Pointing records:
************

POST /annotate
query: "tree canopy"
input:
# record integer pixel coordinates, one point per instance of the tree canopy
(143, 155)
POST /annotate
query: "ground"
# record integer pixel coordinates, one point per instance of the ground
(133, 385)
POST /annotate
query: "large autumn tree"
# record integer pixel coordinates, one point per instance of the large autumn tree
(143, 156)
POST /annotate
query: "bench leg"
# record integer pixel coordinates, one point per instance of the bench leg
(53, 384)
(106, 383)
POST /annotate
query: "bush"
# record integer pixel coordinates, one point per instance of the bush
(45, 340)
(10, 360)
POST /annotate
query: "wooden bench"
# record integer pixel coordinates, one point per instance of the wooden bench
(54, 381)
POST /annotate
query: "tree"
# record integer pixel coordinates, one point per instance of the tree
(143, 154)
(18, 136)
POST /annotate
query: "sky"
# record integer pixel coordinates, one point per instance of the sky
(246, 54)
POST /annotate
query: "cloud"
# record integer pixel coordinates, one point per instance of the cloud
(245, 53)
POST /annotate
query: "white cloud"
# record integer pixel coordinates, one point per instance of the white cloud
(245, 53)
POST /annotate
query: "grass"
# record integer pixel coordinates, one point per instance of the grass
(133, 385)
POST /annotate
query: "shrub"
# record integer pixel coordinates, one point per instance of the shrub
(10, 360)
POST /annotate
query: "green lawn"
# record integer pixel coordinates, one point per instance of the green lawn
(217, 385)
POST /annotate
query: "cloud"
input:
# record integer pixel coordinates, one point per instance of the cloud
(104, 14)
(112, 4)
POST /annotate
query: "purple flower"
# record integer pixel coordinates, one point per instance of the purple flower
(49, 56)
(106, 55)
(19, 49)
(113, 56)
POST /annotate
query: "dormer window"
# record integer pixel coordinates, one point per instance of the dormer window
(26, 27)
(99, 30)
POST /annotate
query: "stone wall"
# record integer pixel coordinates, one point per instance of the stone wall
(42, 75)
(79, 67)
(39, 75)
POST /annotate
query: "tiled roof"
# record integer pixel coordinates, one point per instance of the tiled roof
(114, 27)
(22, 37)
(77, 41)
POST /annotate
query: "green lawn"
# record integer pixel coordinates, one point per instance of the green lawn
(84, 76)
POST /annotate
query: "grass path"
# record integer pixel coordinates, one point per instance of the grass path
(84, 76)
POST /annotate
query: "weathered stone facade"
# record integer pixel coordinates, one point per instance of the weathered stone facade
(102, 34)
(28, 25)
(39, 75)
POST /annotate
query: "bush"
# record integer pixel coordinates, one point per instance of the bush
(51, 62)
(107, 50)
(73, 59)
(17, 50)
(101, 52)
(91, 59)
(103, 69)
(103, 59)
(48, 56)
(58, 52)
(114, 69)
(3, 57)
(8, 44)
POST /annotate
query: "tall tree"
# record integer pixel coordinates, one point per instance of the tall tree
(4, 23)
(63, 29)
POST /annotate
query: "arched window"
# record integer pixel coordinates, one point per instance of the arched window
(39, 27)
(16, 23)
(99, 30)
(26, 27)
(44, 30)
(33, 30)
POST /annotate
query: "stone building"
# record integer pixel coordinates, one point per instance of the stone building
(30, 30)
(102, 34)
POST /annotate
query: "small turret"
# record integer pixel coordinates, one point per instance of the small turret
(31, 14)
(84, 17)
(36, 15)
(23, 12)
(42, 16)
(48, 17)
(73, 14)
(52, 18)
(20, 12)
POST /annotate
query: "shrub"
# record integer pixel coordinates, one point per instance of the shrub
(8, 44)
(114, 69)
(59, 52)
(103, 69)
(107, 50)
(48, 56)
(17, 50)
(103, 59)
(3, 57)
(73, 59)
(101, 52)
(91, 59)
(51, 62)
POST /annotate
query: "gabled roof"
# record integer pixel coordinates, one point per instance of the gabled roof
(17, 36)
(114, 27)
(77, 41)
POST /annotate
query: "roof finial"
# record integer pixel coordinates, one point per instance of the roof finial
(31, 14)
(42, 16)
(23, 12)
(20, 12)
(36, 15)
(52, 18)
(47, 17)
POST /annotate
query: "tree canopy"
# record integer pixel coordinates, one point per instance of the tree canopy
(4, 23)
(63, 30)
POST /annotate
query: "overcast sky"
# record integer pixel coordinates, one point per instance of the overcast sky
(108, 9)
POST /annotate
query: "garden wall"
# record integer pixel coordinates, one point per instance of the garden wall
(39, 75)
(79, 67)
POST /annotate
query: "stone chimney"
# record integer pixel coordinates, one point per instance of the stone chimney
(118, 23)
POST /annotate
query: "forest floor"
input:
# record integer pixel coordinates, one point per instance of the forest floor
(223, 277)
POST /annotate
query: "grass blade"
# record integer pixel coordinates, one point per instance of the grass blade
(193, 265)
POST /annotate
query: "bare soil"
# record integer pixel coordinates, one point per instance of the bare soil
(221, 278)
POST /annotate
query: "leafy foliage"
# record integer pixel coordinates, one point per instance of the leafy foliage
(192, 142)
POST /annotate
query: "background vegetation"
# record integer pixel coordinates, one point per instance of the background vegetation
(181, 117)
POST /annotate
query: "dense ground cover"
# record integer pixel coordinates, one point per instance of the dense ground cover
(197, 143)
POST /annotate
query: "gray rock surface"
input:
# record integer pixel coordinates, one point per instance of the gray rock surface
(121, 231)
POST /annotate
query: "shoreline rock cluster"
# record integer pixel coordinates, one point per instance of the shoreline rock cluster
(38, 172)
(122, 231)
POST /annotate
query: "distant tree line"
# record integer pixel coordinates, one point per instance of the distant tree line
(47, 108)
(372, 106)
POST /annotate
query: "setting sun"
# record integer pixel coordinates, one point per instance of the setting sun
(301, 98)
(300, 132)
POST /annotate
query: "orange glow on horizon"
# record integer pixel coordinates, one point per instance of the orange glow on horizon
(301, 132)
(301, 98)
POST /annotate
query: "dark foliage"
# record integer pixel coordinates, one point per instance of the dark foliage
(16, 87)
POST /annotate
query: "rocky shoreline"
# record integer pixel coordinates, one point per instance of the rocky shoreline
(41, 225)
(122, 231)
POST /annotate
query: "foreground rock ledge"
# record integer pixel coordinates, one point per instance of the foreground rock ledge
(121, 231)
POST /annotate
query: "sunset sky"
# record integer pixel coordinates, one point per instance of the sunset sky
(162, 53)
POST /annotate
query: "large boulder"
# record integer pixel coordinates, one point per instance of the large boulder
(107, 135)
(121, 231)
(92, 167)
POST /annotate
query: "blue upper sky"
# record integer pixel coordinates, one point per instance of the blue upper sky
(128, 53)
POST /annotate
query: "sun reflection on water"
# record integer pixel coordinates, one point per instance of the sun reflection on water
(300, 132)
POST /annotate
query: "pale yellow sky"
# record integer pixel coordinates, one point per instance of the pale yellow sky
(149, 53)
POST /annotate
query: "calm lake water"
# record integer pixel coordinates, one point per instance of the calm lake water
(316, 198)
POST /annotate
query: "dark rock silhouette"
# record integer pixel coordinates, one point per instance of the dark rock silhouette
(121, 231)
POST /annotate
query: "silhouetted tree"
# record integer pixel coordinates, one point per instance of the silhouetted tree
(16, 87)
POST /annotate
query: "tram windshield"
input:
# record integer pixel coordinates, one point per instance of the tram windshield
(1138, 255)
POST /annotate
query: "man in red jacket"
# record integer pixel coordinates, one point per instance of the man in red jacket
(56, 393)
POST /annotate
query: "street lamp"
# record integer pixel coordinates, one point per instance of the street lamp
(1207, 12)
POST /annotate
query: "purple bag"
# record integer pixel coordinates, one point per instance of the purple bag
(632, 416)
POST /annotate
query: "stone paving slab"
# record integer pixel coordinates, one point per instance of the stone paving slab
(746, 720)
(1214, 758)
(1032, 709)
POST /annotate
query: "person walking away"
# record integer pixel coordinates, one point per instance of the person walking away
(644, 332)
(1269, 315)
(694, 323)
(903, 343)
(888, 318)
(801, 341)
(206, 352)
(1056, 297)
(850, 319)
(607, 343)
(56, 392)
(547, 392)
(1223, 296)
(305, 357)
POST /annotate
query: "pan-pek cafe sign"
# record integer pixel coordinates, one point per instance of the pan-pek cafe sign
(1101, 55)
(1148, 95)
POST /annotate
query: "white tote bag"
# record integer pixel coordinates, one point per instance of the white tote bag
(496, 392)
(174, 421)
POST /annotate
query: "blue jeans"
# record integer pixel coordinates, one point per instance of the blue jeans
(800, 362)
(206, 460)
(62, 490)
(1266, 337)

************

Task brief: Collect every line in the entries above that contains the string "flower", matching case exactly.

Result:
query: "purple flower"
# record integer pixel coordinates, one point per instance of the purple flower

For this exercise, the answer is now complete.